-- Exercise --
Rewrite the entries below, substituting "drawer front" for every occurrence of "cabinet door" and leaving everything else unchanged. Omit the pictures from your answer.
— BEGIN Working data —
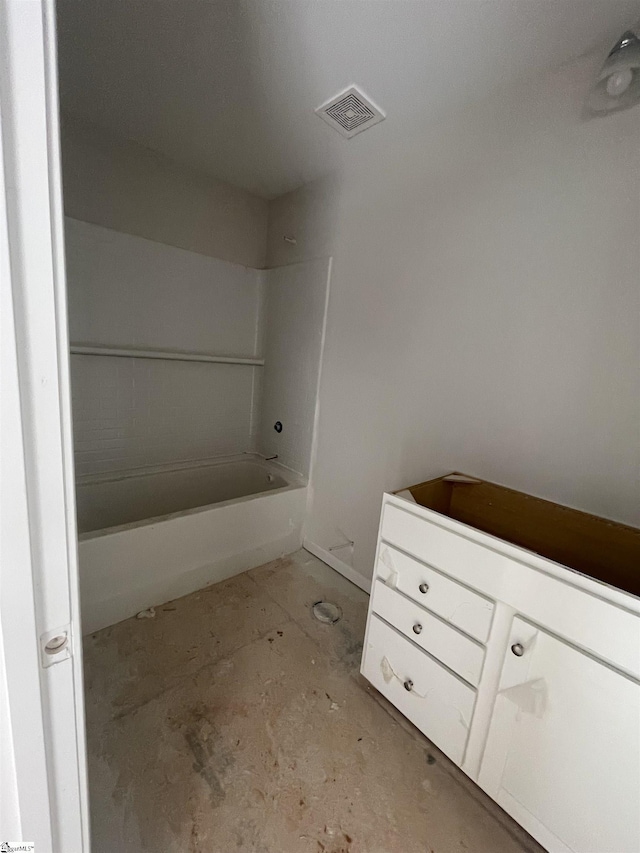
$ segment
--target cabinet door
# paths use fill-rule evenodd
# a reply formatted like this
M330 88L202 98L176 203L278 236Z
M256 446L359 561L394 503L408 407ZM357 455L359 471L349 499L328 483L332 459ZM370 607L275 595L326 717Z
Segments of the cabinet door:
M478 781L552 853L638 853L640 685L514 619Z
— END Working data —
-- Reply --
$ segment
--target drawer front
# paths use fill-rule evenodd
# a reply formatted like this
M330 88L202 98L176 203L278 236Z
M256 446L359 561L394 503L408 407ZM357 455L359 471L349 499L328 483L332 459ZM370 607L275 595L326 717Z
Segments of the drawer front:
M478 781L552 853L638 853L640 685L514 619Z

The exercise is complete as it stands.